*** Records shown Section Begins ***

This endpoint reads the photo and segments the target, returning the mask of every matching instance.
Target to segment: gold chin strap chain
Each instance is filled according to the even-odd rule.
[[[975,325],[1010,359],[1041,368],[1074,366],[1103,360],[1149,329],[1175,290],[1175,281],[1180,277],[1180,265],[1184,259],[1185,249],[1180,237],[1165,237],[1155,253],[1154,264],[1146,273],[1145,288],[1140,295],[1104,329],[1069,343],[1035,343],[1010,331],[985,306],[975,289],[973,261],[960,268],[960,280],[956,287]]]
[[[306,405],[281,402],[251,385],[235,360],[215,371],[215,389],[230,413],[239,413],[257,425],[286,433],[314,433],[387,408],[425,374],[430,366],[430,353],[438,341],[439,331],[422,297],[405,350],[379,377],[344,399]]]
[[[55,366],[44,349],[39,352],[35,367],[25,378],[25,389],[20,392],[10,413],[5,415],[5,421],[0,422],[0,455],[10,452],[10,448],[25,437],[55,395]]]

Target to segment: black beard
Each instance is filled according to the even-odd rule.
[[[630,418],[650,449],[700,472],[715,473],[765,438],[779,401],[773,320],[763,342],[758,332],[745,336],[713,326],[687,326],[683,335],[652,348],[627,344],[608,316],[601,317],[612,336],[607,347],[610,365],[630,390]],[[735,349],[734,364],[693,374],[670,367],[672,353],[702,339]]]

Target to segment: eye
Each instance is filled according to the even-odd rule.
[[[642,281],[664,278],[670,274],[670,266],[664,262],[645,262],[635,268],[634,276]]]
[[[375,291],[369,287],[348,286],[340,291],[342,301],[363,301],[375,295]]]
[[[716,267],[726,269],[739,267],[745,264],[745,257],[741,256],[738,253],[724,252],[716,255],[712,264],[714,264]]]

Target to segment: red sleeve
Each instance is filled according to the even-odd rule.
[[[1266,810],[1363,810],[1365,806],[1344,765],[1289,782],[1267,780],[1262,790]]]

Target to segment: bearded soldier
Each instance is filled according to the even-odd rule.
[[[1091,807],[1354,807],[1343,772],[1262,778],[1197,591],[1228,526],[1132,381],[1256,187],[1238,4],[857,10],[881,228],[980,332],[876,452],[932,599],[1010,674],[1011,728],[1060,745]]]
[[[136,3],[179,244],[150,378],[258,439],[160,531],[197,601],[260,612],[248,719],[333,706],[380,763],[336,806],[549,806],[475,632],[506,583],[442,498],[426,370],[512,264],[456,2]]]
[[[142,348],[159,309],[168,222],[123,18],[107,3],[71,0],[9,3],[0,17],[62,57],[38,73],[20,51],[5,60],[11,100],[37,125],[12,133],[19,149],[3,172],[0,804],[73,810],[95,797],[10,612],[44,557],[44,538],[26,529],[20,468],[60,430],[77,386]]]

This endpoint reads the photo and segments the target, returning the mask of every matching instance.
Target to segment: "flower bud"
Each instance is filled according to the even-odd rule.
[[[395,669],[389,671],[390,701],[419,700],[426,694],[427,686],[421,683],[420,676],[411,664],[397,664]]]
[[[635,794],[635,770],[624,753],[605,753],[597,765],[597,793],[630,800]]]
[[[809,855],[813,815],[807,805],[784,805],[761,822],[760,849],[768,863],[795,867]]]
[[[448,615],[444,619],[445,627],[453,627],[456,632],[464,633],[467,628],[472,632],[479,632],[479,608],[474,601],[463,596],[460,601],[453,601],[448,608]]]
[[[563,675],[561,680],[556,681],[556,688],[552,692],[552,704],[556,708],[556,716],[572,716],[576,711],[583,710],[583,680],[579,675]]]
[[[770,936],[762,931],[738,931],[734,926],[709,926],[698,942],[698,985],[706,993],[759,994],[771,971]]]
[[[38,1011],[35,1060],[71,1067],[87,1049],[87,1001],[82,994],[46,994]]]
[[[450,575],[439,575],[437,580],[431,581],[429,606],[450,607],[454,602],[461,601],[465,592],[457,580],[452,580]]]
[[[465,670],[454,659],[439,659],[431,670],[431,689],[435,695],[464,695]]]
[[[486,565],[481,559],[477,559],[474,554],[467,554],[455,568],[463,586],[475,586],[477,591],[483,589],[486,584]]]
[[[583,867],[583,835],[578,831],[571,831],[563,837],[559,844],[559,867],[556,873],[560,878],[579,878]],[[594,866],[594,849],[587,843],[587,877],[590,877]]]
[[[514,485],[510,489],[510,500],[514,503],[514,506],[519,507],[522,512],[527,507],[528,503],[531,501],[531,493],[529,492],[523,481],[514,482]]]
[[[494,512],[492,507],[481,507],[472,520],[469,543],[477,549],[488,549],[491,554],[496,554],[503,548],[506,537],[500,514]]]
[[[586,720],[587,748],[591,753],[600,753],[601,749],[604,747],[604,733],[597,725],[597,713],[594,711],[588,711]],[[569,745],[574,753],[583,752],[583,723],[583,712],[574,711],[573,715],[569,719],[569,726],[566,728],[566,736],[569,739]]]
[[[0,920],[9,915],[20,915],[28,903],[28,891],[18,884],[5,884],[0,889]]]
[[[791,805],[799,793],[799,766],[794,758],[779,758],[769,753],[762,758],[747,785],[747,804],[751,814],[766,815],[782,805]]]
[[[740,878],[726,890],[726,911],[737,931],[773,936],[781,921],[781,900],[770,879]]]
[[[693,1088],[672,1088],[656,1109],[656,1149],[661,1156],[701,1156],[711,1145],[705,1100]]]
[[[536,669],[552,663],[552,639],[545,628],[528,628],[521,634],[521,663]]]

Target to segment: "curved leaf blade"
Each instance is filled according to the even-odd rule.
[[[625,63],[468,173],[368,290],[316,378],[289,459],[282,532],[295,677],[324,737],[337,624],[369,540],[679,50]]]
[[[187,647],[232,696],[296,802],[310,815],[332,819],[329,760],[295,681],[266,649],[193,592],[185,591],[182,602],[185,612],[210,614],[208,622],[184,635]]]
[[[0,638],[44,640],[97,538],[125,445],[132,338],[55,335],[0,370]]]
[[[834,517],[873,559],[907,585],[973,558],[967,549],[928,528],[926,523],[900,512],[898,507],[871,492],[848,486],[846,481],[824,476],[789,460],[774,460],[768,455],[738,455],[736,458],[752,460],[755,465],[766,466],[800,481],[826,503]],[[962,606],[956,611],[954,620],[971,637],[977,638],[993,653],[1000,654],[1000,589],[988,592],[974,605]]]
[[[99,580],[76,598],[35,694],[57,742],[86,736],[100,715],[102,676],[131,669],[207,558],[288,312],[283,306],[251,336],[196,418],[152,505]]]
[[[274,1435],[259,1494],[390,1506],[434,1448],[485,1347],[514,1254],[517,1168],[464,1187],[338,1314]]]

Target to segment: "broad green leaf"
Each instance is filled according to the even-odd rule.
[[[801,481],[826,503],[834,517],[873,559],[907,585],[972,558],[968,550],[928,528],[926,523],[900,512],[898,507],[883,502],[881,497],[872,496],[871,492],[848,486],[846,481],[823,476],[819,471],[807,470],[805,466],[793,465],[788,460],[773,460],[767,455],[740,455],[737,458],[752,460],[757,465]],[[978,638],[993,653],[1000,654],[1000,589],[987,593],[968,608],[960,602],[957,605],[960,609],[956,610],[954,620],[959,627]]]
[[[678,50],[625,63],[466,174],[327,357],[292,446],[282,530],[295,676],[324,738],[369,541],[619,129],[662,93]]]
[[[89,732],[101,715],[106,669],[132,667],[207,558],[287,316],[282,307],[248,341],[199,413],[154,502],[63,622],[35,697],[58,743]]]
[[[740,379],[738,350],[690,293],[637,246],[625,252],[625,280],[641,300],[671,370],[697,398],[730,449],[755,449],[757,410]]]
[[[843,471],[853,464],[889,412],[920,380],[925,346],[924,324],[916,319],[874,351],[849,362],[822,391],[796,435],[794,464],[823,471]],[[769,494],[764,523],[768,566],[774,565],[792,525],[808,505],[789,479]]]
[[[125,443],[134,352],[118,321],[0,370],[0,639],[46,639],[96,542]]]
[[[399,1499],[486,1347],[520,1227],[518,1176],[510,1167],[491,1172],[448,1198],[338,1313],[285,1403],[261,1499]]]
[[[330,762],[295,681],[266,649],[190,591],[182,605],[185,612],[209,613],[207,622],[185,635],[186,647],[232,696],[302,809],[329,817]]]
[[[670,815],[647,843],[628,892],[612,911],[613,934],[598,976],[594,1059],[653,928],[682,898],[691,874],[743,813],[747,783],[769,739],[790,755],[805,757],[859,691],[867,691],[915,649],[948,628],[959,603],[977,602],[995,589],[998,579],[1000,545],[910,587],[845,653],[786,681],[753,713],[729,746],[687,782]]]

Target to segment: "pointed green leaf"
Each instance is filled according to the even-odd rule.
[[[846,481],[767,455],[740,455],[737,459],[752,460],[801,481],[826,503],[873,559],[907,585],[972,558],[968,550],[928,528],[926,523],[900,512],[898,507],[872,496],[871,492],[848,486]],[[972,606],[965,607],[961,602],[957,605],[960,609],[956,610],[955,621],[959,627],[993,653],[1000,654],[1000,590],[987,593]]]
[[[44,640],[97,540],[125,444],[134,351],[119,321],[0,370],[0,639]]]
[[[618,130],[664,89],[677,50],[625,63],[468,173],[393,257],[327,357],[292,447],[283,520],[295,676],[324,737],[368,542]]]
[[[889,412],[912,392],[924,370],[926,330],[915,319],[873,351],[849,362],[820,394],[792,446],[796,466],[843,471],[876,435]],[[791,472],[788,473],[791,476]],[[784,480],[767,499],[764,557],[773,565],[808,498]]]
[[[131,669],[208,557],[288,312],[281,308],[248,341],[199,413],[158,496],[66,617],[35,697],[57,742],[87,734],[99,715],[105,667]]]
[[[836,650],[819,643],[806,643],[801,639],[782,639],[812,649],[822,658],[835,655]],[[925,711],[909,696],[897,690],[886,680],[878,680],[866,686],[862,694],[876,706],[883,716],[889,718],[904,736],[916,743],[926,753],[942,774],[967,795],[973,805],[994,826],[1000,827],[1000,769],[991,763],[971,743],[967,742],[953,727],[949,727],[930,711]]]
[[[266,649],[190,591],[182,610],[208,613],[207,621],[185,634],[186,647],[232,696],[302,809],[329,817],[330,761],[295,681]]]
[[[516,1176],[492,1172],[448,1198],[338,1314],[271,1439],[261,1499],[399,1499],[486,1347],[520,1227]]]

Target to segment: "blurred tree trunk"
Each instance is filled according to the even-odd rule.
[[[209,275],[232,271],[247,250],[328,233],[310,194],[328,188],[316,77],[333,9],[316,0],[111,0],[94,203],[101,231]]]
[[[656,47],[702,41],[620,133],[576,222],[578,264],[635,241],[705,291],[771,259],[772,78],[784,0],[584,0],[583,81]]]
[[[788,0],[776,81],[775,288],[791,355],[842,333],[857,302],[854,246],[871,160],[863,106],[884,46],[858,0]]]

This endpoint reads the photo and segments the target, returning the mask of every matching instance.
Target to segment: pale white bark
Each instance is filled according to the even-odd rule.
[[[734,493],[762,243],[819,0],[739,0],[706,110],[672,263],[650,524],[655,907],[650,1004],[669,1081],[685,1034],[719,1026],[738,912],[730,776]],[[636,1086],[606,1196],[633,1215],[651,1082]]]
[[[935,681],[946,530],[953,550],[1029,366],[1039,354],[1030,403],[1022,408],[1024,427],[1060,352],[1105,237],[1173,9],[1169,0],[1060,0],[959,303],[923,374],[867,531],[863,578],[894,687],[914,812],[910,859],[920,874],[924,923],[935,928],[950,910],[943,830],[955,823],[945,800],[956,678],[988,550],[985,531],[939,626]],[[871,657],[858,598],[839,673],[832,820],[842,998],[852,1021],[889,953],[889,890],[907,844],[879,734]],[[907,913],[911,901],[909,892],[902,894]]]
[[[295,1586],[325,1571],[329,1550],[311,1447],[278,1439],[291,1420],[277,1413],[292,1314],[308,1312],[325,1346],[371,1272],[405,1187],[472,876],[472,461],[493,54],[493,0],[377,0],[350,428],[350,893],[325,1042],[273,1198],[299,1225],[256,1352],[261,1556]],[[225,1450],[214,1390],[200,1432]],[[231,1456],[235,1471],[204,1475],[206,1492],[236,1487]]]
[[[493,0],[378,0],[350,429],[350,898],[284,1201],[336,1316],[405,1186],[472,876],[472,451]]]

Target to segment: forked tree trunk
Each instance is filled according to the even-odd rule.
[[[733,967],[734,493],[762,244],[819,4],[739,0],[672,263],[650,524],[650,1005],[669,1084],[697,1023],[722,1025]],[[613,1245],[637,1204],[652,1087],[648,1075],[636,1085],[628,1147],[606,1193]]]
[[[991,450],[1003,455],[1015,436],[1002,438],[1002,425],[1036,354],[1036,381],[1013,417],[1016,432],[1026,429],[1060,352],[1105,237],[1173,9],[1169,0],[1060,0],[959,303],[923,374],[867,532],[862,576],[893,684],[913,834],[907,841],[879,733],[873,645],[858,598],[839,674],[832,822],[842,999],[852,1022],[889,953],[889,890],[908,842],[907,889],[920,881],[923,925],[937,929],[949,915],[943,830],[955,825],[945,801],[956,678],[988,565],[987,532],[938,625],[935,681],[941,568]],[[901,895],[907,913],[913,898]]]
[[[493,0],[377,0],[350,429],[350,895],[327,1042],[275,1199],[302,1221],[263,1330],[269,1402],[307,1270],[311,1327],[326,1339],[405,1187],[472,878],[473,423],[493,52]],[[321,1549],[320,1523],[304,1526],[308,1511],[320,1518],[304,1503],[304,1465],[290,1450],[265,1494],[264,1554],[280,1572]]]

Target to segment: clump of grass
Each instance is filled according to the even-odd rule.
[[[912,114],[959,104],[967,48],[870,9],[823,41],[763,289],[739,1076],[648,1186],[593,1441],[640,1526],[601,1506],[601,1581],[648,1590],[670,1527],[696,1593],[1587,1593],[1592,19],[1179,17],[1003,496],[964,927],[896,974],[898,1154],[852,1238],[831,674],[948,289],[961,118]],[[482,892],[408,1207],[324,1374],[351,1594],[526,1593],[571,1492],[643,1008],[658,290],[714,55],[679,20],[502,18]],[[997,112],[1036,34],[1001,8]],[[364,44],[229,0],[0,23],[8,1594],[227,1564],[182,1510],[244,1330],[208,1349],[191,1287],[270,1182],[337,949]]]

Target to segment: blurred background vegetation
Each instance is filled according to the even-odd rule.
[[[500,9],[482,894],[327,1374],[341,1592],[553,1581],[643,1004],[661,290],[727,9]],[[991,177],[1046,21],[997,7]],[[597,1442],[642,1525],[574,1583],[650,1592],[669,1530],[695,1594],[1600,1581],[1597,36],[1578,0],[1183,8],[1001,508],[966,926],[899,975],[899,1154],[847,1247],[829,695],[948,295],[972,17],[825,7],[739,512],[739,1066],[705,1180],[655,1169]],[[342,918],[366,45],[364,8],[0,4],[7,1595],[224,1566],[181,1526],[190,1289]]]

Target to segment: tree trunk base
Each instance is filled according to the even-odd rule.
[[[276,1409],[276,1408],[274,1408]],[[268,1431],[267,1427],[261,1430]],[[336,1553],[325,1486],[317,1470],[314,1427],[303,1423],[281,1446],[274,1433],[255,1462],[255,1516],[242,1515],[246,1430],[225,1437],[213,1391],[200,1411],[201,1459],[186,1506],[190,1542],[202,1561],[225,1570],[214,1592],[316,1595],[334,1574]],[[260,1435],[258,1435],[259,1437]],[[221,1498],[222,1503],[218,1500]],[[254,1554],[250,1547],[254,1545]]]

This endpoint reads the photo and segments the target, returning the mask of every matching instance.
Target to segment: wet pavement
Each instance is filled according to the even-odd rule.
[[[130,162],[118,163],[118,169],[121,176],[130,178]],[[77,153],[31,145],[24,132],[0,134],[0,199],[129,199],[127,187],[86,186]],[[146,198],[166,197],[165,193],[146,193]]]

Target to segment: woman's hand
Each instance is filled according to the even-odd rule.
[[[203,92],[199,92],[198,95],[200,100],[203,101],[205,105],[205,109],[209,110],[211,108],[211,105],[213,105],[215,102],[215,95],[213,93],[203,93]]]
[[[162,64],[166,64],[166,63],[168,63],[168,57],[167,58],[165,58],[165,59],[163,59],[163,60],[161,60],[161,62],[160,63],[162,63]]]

*** Records shown Section Ends ***

_Task objective_
Reproduce word for word the lines of the records above, beginning at the first and ending with the line where "Target to segment: eye" appears, and nothing past it.

_Output below_
This endpoint reads the photo and segments the target, returning the mask of every matching instance.
Target to segment: gold chin strap chain
Each instance is filled according to the even-odd rule.
[[[975,325],[1010,359],[1041,368],[1074,366],[1103,360],[1149,329],[1175,290],[1175,281],[1180,277],[1180,265],[1184,259],[1185,249],[1180,237],[1165,237],[1155,253],[1154,264],[1146,273],[1145,288],[1140,295],[1104,329],[1069,343],[1035,343],[1010,331],[985,306],[975,289],[973,261],[960,268],[960,280],[956,287]]]
[[[306,405],[281,402],[251,385],[235,360],[215,371],[215,389],[230,413],[239,413],[257,425],[286,433],[314,433],[387,408],[425,374],[430,366],[430,353],[438,341],[439,331],[422,297],[405,350],[379,377],[344,399]]]
[[[55,366],[44,349],[39,352],[35,367],[25,378],[25,389],[20,392],[10,413],[5,415],[5,421],[0,422],[0,455],[10,452],[10,448],[25,437],[55,395]]]

Target to segment: black beard
Each instance is filled according to the even-odd rule.
[[[630,418],[650,449],[700,472],[715,473],[765,438],[779,401],[773,320],[763,342],[758,332],[745,336],[713,326],[687,326],[683,335],[652,348],[627,344],[608,316],[601,317],[612,336],[607,347],[610,365],[630,390]],[[735,349],[734,364],[693,374],[670,367],[672,353],[702,339]]]

Target to segment: eye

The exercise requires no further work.